§ TEXTAUSZUG

· · ·

Leitsatz
Verletzung im Gleichheitsrecht betreffend die Versagung der Vergütung von Energieabgaben; mangelhafte Ermittlung und Begründung der Herstellung und des Entstehungsprozesses eines am Markt gehandelten Endproduktes
Spruch
I. Die beschwerdeführende Partei ist durch das angefochtene Erkenntnis im verfassungsgesetzlich gewährleisteten Recht auf Gleichheit aller Staatsbürger vor dem Gesetz verletzt worden.
Das Erkenntnis wird aufgehoben.
II. Der Bund (Bundesminister für Finanzen) ist schuldig, der beschwerdeführenden Partei zuhanden ihres Rechtsvertreters die mit € 2.856,– bestimmten Prozesskosten binnen 14 Tagen bei sonstiger Exekution zu ersetzen.
Entscheidungsgründe
I. Sachverhalt, Beschwerde und Vorverfahren
1. Die beschwerdeführende Partei betreibt ein Unternehmen, welches auf das Recyceln von Metall- und Kunststoffteilen spezialisiert ist. Ihre Haupttätigkeit liegt im Entlacken (Entfernen von Lackschichten, Verschleißbelegen, Gummierungen, Kunststoffanhaftungen und Kleberesten) in einem chemischen, mechanischen oder thermischen Verfahren. Als Nebentätigkeit führt sie auch Behandlungen von Metallteilen durch Sandstrahlung als Vorbereitung für eine nachfolgende Lackierung durch. Die betriebliche Tätigkeit der beschwerdeführenden Partei ist mit einem erheblichen Energiebedarf an Strom und Erdgas verbunden.
2. Die beschwerdeführende Partei beantragte am 31. Mai 2015 die Vergütung von Energieabgaben für die Zeiträume 7/2012 bis 6/2013, 7/2013 bis 6/2014 und 7/2014 bis 6/2015.
3. Mit Bescheid vom 7. Juli 2016 wies das zuständige Finanzamt die Anträge vom 31. Mai 2015 ab und führte begründend aus, dass Dienstleistungsbetriebe nach §2 Abs1 Energieabgabenvergütungsgesetz in der Fassung des Budgetbegleitgesetzes 2011, BGBl I 111/2010, ab 1. Februar 2011 keinen Anspruch mehr auf Energieabgabenvergütung hätten.

· · ·

§ DATENSÄTZE
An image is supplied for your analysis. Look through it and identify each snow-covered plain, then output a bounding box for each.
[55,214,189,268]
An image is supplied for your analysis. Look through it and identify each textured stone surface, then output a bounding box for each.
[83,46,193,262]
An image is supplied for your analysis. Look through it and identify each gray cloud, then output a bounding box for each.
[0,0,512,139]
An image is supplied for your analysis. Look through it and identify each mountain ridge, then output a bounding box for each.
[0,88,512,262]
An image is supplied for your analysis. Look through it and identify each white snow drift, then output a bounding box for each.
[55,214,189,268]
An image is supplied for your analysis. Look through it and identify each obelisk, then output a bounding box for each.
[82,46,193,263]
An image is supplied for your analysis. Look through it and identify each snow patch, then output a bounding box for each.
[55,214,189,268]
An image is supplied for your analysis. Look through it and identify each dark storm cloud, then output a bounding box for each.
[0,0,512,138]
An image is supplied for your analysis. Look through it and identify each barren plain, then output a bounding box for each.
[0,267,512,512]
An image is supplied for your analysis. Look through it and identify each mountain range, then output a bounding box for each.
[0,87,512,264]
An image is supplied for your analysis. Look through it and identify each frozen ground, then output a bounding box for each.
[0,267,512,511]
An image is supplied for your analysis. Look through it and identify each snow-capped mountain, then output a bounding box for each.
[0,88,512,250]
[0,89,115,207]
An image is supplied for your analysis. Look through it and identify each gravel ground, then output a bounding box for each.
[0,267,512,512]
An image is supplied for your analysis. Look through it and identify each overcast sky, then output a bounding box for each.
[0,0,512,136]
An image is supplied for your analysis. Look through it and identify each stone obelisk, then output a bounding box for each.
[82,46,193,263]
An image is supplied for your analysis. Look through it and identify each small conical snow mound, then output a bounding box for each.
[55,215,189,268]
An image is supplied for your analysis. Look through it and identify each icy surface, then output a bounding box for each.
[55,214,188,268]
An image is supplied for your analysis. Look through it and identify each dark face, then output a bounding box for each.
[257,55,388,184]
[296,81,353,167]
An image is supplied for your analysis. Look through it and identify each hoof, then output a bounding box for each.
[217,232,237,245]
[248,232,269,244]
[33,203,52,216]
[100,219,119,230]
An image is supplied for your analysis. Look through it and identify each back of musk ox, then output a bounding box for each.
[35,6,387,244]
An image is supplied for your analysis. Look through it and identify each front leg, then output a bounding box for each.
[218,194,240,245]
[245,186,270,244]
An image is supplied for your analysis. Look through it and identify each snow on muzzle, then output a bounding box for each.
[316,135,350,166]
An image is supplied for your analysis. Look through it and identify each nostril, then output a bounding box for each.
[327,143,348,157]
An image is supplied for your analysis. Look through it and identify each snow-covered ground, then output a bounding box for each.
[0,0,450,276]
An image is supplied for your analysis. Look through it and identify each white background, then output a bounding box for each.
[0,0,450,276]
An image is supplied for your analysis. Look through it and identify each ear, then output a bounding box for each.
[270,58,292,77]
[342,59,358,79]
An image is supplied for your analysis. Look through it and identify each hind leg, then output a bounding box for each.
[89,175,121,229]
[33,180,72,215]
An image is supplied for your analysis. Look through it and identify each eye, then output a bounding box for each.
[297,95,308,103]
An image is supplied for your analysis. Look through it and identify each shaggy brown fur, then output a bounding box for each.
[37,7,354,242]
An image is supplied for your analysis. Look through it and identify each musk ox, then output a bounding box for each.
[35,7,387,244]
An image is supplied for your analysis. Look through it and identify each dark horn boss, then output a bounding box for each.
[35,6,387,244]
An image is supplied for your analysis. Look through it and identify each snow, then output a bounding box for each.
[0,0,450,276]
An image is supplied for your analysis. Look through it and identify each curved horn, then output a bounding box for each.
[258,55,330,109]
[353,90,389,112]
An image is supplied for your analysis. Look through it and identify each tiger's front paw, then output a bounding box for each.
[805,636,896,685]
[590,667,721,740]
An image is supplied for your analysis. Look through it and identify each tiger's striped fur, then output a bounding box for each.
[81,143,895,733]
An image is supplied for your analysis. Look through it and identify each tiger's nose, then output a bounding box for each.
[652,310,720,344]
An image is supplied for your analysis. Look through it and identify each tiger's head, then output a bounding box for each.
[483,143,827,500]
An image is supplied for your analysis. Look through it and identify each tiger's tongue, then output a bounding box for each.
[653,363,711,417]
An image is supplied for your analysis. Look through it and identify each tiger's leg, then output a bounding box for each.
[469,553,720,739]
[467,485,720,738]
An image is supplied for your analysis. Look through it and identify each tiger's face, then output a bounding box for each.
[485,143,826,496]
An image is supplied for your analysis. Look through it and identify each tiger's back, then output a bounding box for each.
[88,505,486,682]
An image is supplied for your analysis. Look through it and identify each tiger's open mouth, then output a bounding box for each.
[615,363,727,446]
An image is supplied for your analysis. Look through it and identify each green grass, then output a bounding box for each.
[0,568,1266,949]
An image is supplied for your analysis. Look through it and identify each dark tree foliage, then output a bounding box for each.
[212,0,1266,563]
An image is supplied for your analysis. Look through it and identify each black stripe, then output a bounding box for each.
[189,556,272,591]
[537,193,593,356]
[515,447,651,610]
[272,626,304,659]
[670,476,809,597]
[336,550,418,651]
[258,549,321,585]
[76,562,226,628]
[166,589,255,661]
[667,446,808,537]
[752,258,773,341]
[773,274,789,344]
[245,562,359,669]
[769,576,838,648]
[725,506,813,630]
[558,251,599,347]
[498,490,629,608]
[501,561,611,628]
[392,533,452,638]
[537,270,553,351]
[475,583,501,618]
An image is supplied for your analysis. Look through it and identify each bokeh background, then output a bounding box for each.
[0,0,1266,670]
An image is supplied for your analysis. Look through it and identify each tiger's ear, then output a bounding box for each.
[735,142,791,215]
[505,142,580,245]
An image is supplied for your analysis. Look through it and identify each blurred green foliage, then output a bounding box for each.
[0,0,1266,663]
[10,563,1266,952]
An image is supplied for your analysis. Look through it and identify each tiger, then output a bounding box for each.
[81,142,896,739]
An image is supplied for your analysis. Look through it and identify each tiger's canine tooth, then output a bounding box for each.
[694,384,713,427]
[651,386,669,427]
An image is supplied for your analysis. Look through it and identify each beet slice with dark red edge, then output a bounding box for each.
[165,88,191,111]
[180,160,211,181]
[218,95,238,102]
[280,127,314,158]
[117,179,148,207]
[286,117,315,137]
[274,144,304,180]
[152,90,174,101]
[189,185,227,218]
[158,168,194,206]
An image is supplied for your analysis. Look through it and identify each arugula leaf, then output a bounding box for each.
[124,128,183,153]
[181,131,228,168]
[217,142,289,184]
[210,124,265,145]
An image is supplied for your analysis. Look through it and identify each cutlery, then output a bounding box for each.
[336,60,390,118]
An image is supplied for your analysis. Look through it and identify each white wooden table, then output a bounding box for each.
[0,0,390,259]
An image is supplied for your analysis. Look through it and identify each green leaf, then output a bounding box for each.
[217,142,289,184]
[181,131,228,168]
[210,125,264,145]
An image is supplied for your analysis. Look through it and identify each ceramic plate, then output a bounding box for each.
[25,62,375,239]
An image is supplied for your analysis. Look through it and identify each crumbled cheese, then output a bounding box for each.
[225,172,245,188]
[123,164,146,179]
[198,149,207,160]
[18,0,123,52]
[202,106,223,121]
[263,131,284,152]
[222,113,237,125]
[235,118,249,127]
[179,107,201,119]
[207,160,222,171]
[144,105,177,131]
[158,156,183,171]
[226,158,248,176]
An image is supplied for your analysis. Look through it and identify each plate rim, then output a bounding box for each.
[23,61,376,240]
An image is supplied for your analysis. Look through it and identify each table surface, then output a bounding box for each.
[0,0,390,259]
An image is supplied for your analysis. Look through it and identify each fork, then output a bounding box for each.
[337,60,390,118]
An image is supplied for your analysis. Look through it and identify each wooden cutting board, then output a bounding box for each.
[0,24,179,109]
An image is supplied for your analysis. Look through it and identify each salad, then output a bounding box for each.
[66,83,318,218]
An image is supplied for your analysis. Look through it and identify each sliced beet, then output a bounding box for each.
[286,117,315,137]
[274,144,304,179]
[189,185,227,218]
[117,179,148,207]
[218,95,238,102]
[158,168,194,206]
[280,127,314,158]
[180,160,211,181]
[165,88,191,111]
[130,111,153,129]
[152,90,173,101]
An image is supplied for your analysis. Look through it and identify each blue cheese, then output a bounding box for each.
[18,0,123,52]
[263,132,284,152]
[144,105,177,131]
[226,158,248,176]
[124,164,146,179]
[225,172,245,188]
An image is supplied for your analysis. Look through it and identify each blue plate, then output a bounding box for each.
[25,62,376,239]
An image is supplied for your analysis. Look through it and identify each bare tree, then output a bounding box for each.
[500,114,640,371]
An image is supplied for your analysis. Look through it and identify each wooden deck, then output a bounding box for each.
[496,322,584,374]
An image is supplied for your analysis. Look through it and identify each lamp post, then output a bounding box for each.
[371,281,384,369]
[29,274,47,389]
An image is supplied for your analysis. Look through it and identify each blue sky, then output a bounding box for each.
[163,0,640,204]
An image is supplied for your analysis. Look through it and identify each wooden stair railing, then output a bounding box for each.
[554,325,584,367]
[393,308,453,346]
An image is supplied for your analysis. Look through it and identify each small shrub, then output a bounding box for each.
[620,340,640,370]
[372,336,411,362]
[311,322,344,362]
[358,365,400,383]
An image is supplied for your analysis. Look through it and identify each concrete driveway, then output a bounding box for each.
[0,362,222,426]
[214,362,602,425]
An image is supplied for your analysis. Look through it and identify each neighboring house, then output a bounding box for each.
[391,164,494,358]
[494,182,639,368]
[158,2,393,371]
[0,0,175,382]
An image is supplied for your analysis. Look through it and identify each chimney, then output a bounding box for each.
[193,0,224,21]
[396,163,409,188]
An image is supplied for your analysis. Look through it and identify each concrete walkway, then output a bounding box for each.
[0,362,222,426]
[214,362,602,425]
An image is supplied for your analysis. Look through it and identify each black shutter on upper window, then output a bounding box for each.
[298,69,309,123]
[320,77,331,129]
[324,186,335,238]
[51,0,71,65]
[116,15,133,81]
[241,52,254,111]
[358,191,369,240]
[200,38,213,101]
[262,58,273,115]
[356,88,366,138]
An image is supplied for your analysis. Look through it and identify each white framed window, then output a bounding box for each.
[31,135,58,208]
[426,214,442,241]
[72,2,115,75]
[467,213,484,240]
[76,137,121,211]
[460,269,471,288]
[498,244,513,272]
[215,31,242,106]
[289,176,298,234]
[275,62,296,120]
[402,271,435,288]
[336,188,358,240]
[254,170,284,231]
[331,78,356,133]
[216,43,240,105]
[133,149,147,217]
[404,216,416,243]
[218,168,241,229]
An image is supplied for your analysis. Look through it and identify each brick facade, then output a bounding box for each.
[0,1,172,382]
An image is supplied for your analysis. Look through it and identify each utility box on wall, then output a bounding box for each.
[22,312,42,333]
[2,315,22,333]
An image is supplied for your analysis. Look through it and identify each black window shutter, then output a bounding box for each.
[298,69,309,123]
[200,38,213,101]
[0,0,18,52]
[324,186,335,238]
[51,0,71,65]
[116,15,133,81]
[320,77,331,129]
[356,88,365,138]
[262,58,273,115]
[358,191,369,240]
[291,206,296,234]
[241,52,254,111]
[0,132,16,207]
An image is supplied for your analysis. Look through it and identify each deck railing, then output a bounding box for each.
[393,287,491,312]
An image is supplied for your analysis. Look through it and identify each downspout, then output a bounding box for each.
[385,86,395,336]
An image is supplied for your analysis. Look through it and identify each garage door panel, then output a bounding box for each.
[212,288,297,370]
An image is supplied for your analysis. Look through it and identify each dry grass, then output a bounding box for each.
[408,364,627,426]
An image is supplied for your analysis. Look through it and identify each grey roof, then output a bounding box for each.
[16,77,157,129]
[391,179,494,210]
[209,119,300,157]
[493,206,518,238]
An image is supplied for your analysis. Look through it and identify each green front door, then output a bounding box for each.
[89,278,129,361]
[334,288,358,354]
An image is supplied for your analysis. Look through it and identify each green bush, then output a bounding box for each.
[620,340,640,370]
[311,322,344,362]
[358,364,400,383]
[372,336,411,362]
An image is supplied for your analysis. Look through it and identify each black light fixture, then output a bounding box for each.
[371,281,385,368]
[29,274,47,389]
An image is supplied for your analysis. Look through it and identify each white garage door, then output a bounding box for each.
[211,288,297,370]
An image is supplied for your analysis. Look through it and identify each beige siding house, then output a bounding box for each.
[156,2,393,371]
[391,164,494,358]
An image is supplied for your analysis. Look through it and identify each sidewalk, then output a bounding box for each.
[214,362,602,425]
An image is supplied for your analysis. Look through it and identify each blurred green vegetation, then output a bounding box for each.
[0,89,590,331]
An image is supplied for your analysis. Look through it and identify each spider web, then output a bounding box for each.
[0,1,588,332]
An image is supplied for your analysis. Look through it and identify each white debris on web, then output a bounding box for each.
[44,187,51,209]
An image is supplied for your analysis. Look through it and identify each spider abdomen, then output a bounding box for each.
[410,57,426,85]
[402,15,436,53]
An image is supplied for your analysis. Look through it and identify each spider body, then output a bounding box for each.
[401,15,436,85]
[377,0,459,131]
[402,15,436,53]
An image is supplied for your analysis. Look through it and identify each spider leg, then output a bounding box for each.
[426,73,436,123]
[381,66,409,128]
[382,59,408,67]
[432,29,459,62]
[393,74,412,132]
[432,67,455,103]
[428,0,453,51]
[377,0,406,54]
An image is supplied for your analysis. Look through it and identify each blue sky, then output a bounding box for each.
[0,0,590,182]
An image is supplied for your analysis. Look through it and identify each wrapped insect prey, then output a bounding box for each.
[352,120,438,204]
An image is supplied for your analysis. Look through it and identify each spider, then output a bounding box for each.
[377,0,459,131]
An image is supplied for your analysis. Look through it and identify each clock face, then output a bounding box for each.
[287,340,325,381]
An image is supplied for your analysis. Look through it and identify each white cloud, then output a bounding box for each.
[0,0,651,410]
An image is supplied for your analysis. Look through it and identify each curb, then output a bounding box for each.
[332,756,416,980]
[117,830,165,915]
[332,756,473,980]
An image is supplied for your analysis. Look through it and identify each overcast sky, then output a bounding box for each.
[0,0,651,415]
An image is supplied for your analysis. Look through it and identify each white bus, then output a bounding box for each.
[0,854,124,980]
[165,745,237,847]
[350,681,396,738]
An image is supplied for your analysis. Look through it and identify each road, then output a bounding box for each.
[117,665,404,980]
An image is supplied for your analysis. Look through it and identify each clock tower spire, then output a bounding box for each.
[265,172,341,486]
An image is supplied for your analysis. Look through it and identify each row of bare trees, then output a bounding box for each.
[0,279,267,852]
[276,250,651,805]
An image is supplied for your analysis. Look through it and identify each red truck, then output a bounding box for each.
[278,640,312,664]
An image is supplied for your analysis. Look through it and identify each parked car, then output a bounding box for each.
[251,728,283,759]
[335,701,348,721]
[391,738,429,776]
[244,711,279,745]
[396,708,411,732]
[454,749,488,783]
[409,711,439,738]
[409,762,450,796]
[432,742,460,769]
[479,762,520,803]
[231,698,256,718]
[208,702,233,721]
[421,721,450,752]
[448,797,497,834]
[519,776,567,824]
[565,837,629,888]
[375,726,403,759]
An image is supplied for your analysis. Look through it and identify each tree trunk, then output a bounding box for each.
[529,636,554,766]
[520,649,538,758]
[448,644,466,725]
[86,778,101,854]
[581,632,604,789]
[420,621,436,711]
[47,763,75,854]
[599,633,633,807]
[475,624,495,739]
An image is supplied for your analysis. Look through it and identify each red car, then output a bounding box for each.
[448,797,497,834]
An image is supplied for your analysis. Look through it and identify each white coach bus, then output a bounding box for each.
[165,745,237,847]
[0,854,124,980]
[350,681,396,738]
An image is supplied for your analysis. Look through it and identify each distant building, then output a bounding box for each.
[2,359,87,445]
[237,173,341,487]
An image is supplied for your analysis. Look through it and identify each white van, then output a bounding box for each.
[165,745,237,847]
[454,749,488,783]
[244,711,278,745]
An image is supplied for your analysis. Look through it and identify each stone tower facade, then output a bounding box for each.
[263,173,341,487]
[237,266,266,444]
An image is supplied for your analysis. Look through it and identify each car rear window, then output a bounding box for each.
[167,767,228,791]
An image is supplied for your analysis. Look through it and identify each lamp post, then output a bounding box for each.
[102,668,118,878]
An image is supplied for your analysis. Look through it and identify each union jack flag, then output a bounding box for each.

· · ·

§ AUFGABEN UND ÜBUNGEN
a: Wie lautet in der Entscheidung zur Energieabgabenvergütung die Passage von „Entscheidungsgründe“ bis „und Erdgas verbunden.“? Gib sie wortgetreu aus.
b: Fasse die Entscheidung zur Energieabgabenvergütung in zwei Sätzen zusammen.
c: Wie geht die Entscheidung zur Energieabgabenvergütung nach ihrem letzten Satz weiter? Ergänze den nächsten Abschnitt.

§ ANTWORTEN JE AUFGABE
a:
Entscheidungsgründe
I. Sachverhalt, Beschwerde und Vorverfahren
1. Die beschwerdeführende Partei betreibt ein Unternehmen, welches auf das Recyceln von Metall- und Kunststoffteilen spezialisiert ist. Ihre Haupttätigkeit liegt im Entlacken (Entfernen von Lackschichten, Verschleißbelegen, Gummierungen, Kunststoffanhaftungen und Kleberesten) in einem chemischen, mechanischen oder thermischen Verfahren. Als Nebentätigkeit führt sie auch Behandlungen von Metallteilen durch Sandstrahlung als Vorbereitung für eine nachfolgende Lackierung durch. Die betriebliche Tätigkeit der beschwerdeführenden Partei ist mit einem erheblichen Energiebedarf an Strom und Erdgas verbunden.

b: Die beschwerdeführende Partei wurde durch das angefochtene Erkenntnis im Recht auf Gleichheit aller Staatsbürger vor dem Gesetz verletzt, weshalb das Erkenntnis aufgehoben wird und der Bund ihr Prozesskosten von € 2.856,– zu ersetzen hat. Das auf das Entlacken von Metall- und Kunststoffteilen spezialisierte Unternehmen hatte am 31. Mai 2015 die Vergütung von Energieabgaben beantragt, doch das Finanzamt wies die Anträge mit der Begründung ab, Dienstleistungsbetriebe hätten ab 1. Februar 2011 keinen Anspruch mehr darauf.

c:
4. Die gegen diesen Bescheid erhobene Beschwerde wurde vom zuständigen Finanzamt mit Beschwerdevorentscheidung vom 6. März 2020 als unbegründet abgewiesen.
Im Vorlageantrag an das Bundefinanzgericht führte die beschwerdeführende Partei unter anderem aus, dass sie durch ihre betriebliche Tätigkeit aus "durch Rost beschädigt[en] […] oder durch andere Oberflächenfehler nicht mehr brauchbar[en]" Metallteilen wieder brauchbare Produkte herstelle. Insofern handle es sich bei ihrer Tätigkeit um "einen Teil eines Produktionsprozesses".
5. Mit Erkenntnis vom 17. Mai 2023 wies das Bundesfinanzgericht die Beschwerde als unbegründet ab und führte begründend aus, dass es sich beim Betrieb der beschwerdeführenden Partei um keinen Produktionsbetrieb handle und somit auch kein Anspruch auf Vergütung der Energieabgaben bestehe.
6. Gegen diese Entscheidung richtet sich die vorliegende, auf Art144 B VG gestützte Beschwerde, in der die Verletzung in den verfassungsgesetzlich gewährleisteten Rechten auf Gleichheit aller Staatsbürger vor dem Gesetz (Art7 BVG), auf Freiheit der Erwerbsbetätigung (Art6 StGG) und auf Unversehrtheit des Eigentums (Art5 StGG, Art1 1. ZPEMRK) behauptet und die kostenpflichtige Aufhebung des angefochtenen Erkenntnisses, in eventu die Abtretung an den Verwaltungsgerichtshof, beantragt wird.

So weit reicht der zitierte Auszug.